(Excerpts from point annotation data)

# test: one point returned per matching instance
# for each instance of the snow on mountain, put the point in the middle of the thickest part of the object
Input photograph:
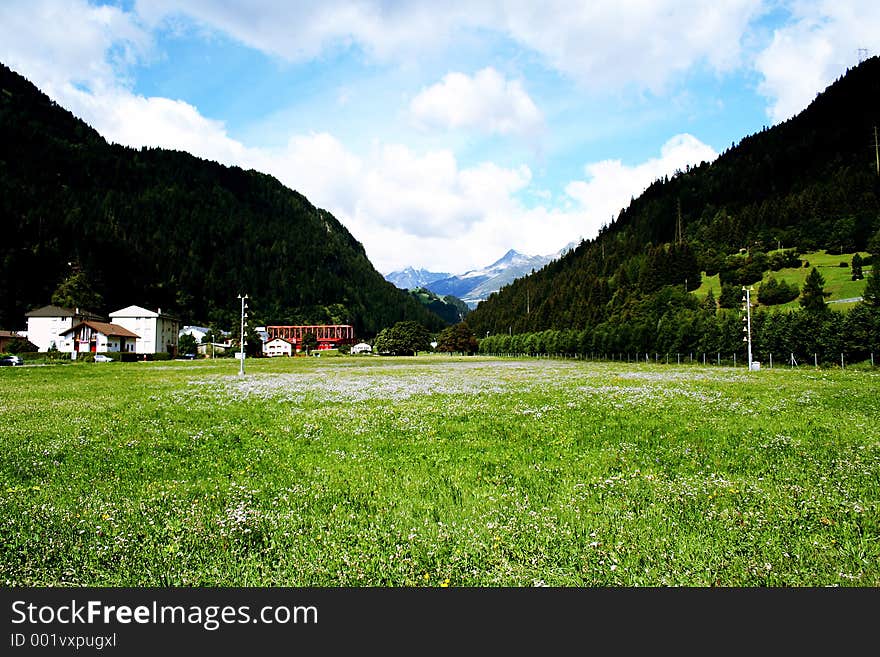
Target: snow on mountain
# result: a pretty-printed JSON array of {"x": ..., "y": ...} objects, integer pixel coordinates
[
  {"x": 409, "y": 278},
  {"x": 475, "y": 285}
]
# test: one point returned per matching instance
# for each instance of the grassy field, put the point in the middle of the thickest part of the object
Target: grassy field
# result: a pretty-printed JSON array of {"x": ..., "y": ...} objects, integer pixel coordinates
[
  {"x": 438, "y": 471},
  {"x": 838, "y": 280}
]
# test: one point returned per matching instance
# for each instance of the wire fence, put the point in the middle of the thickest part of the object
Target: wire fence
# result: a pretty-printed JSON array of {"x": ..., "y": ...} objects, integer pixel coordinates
[{"x": 718, "y": 359}]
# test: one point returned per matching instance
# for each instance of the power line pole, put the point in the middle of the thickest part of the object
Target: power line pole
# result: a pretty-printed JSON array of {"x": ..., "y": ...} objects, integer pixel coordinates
[
  {"x": 243, "y": 317},
  {"x": 877, "y": 150},
  {"x": 747, "y": 329},
  {"x": 679, "y": 236}
]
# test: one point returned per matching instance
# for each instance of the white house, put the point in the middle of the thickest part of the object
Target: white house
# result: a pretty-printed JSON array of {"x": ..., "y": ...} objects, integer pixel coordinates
[
  {"x": 157, "y": 332},
  {"x": 98, "y": 338},
  {"x": 198, "y": 332},
  {"x": 46, "y": 324},
  {"x": 279, "y": 347}
]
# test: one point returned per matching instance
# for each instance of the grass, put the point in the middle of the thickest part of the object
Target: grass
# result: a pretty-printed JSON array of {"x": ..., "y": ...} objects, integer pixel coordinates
[
  {"x": 438, "y": 471},
  {"x": 838, "y": 280}
]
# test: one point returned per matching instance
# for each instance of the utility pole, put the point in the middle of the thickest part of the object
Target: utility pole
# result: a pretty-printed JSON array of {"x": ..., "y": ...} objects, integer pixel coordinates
[
  {"x": 243, "y": 317},
  {"x": 679, "y": 237},
  {"x": 877, "y": 150},
  {"x": 747, "y": 329}
]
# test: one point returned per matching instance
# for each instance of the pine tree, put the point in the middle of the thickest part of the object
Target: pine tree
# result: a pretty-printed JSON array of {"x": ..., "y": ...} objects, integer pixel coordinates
[{"x": 871, "y": 295}]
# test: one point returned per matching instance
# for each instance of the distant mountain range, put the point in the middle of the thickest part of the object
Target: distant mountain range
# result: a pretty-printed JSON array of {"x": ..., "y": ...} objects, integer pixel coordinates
[{"x": 477, "y": 284}]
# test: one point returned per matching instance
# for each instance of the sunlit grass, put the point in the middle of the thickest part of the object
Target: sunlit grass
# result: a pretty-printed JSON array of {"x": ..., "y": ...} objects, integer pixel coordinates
[{"x": 436, "y": 471}]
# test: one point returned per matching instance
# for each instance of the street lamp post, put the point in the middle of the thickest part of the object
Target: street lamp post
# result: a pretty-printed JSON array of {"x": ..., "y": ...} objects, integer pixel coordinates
[
  {"x": 747, "y": 329},
  {"x": 243, "y": 317}
]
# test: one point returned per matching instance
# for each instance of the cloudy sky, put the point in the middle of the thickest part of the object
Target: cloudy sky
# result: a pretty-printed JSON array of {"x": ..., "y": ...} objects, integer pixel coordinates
[{"x": 442, "y": 133}]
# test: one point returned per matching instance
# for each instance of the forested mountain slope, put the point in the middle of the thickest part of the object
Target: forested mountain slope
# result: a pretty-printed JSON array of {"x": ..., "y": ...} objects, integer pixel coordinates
[
  {"x": 808, "y": 183},
  {"x": 161, "y": 228}
]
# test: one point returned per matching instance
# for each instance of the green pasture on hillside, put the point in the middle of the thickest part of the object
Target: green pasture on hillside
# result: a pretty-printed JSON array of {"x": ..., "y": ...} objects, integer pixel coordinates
[
  {"x": 838, "y": 280},
  {"x": 438, "y": 471}
]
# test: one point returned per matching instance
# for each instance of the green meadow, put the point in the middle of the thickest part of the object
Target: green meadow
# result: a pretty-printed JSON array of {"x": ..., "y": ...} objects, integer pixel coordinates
[
  {"x": 438, "y": 471},
  {"x": 838, "y": 280}
]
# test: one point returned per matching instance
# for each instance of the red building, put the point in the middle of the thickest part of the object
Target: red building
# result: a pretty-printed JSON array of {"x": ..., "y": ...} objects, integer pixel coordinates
[{"x": 329, "y": 335}]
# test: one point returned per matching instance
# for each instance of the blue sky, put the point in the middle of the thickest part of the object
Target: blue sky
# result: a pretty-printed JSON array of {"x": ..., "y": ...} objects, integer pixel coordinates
[{"x": 442, "y": 134}]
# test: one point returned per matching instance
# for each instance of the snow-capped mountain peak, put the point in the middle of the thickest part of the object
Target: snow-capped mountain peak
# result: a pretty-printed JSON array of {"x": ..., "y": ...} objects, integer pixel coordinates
[{"x": 475, "y": 285}]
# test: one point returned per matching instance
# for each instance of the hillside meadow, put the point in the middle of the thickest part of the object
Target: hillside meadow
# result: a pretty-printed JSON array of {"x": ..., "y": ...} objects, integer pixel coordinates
[
  {"x": 438, "y": 471},
  {"x": 838, "y": 280}
]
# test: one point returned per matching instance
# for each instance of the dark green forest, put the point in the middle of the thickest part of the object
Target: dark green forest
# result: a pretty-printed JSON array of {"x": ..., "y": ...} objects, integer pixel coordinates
[
  {"x": 808, "y": 183},
  {"x": 162, "y": 228},
  {"x": 449, "y": 308}
]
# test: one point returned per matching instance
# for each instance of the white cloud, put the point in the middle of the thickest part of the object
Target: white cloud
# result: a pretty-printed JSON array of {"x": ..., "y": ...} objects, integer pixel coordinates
[
  {"x": 55, "y": 43},
  {"x": 611, "y": 184},
  {"x": 406, "y": 206},
  {"x": 606, "y": 44},
  {"x": 485, "y": 102},
  {"x": 807, "y": 55},
  {"x": 642, "y": 43}
]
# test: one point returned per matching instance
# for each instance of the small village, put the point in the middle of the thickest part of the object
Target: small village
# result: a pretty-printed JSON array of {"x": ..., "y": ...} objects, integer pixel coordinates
[{"x": 135, "y": 332}]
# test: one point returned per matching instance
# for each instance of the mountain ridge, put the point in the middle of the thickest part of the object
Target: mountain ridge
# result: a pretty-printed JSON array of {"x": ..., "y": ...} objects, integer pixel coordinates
[
  {"x": 810, "y": 182},
  {"x": 164, "y": 228},
  {"x": 475, "y": 285}
]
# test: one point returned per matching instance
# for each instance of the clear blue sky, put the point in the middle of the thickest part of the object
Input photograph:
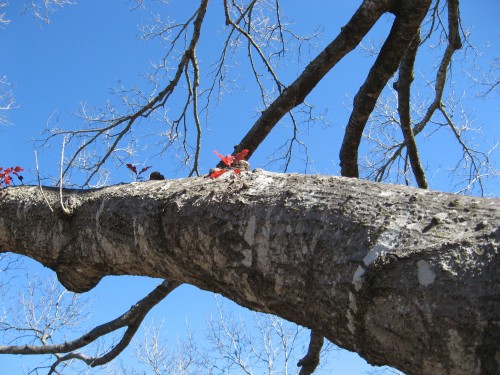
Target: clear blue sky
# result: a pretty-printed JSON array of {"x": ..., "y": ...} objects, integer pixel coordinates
[{"x": 87, "y": 49}]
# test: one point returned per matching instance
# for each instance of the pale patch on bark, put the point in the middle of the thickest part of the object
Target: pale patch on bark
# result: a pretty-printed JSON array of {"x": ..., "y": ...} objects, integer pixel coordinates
[
  {"x": 357, "y": 277},
  {"x": 351, "y": 312},
  {"x": 249, "y": 235},
  {"x": 426, "y": 275}
]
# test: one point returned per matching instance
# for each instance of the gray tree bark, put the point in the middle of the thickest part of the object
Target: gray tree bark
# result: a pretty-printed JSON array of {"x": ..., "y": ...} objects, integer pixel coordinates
[{"x": 405, "y": 277}]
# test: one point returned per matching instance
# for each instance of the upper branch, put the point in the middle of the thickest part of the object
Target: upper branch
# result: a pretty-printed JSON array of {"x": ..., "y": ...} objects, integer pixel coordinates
[
  {"x": 131, "y": 319},
  {"x": 350, "y": 36},
  {"x": 406, "y": 25}
]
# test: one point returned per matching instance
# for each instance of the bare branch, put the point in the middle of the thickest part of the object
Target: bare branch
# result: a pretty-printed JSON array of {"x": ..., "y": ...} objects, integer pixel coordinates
[
  {"x": 350, "y": 36},
  {"x": 404, "y": 28},
  {"x": 131, "y": 319},
  {"x": 403, "y": 88}
]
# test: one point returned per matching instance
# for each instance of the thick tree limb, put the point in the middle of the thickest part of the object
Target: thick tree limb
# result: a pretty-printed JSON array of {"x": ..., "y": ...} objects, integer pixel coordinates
[{"x": 405, "y": 277}]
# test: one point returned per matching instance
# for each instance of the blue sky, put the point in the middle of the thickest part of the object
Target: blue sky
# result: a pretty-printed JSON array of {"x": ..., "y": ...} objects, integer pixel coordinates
[{"x": 89, "y": 49}]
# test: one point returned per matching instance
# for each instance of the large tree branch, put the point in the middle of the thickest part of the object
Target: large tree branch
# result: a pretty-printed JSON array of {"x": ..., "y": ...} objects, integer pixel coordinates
[{"x": 405, "y": 277}]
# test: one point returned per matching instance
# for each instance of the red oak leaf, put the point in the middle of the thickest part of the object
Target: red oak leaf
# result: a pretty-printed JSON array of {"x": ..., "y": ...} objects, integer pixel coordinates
[
  {"x": 228, "y": 159},
  {"x": 241, "y": 155},
  {"x": 217, "y": 173},
  {"x": 132, "y": 168},
  {"x": 144, "y": 169}
]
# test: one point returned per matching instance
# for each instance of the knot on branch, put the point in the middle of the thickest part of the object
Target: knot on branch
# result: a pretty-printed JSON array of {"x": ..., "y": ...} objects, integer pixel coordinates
[{"x": 78, "y": 280}]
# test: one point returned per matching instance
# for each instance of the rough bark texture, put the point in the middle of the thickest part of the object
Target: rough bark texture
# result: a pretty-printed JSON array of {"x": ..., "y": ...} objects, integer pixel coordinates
[{"x": 405, "y": 277}]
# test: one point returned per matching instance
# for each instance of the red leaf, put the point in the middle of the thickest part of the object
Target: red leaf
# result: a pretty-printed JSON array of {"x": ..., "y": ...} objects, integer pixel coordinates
[
  {"x": 132, "y": 168},
  {"x": 241, "y": 155},
  {"x": 228, "y": 159},
  {"x": 217, "y": 173},
  {"x": 144, "y": 169}
]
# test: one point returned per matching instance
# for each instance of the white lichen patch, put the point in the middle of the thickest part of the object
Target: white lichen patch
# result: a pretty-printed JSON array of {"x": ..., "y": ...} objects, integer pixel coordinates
[
  {"x": 247, "y": 260},
  {"x": 249, "y": 235},
  {"x": 351, "y": 312},
  {"x": 425, "y": 272},
  {"x": 386, "y": 243},
  {"x": 386, "y": 193},
  {"x": 357, "y": 277}
]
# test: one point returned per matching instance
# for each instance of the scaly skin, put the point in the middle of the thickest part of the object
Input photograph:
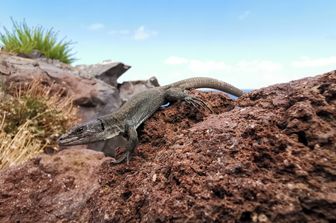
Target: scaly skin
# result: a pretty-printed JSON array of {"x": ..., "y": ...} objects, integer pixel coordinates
[{"x": 125, "y": 121}]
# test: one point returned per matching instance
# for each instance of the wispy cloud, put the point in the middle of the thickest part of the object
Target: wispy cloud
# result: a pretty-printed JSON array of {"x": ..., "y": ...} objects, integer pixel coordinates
[
  {"x": 96, "y": 26},
  {"x": 121, "y": 32},
  {"x": 206, "y": 66},
  {"x": 307, "y": 62},
  {"x": 142, "y": 34},
  {"x": 244, "y": 15}
]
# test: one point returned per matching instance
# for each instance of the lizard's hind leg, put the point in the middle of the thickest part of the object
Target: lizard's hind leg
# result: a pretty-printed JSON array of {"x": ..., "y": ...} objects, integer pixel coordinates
[{"x": 175, "y": 94}]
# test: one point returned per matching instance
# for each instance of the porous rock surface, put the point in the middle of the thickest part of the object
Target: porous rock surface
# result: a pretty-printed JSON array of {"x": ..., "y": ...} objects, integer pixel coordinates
[{"x": 270, "y": 156}]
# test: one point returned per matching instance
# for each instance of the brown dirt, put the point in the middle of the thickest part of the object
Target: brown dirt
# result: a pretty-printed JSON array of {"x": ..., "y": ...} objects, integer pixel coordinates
[{"x": 267, "y": 157}]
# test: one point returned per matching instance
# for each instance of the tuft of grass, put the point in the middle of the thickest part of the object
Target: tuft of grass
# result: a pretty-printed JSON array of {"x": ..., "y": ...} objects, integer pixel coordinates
[
  {"x": 32, "y": 117},
  {"x": 23, "y": 39}
]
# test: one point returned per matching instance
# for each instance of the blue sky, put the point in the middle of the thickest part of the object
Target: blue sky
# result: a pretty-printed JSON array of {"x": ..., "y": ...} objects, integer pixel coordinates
[{"x": 248, "y": 43}]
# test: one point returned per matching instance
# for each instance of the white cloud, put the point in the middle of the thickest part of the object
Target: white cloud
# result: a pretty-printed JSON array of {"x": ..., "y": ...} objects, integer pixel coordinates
[
  {"x": 96, "y": 26},
  {"x": 206, "y": 66},
  {"x": 141, "y": 33},
  {"x": 307, "y": 62},
  {"x": 173, "y": 60},
  {"x": 121, "y": 32},
  {"x": 244, "y": 15}
]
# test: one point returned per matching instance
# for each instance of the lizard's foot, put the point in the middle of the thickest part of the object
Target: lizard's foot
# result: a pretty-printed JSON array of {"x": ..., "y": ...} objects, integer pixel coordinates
[
  {"x": 124, "y": 156},
  {"x": 198, "y": 103}
]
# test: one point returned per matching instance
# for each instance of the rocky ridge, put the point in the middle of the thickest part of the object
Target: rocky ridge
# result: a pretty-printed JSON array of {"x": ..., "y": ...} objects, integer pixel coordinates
[{"x": 267, "y": 157}]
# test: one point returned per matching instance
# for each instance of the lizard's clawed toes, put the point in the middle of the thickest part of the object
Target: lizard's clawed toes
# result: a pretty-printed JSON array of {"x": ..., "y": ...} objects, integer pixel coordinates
[{"x": 122, "y": 158}]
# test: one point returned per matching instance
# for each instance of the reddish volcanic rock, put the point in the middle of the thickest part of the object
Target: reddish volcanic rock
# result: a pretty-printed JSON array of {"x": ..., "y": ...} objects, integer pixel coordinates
[{"x": 270, "y": 156}]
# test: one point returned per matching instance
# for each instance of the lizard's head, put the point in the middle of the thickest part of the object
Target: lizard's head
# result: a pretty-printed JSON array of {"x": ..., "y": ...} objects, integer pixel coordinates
[{"x": 88, "y": 132}]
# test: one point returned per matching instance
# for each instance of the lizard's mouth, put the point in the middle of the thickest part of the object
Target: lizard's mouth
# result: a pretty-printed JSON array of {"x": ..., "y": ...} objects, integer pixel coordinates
[{"x": 67, "y": 141}]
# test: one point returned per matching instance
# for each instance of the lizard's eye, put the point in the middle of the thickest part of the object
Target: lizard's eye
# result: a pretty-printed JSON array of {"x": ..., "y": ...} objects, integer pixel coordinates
[{"x": 79, "y": 130}]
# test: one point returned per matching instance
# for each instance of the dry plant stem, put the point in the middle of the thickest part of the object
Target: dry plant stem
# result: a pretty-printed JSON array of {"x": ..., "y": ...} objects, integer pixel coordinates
[{"x": 24, "y": 143}]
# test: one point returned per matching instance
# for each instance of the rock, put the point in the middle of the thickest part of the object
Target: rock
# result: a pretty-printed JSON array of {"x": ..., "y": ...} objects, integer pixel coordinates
[
  {"x": 270, "y": 156},
  {"x": 70, "y": 175},
  {"x": 94, "y": 96}
]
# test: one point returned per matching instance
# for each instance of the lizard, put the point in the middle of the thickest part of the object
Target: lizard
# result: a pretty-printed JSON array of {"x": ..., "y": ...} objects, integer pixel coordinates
[{"x": 125, "y": 121}]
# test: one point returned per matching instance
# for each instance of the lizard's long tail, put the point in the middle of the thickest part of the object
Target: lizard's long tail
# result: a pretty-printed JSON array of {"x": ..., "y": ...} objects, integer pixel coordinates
[{"x": 205, "y": 82}]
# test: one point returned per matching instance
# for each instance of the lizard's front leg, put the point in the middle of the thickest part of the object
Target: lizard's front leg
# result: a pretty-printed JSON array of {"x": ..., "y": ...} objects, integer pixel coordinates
[
  {"x": 175, "y": 94},
  {"x": 132, "y": 143}
]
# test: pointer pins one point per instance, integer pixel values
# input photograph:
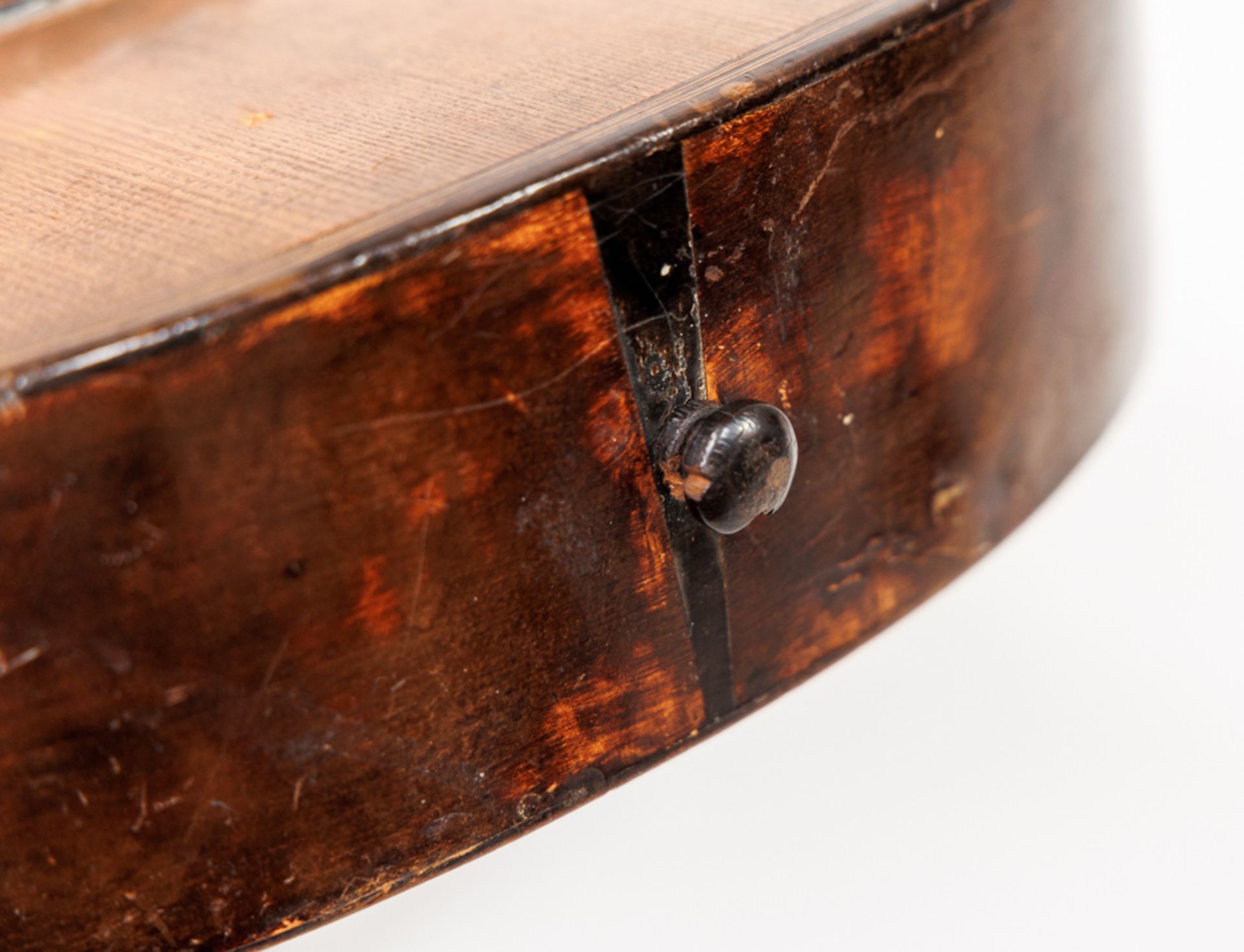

**Stated goal:** Locate each line above that contains the string "white", matching case, and copy those lines.

**Correct answer:**
# for each instance of the white house, put the point in the middle of the thickest part of the object
Target: white house
# for each instance of the white cloud, put the point in the middle of the thickest part of the object
Target: white cloud
# for each instance of the white lichen patch, put the point in the middle of the thickest part of the object
Target: white lichen patch
# for each instance of the white cloud, put the point in the middle of the thickest part of the object
Target: white cloud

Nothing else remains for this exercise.